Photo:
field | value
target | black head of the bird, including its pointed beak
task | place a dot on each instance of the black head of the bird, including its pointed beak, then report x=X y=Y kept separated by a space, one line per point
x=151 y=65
==============================
### Prompt:
Every entry should be restated word for word.

### Answer area:
Photo:
field | value
target | black head of the bird, including its pointed beak
task | place a dot on each instance of the black head of the bird, including its pointed beak, then report x=X y=Y kept separated by a space, one line per point
x=151 y=65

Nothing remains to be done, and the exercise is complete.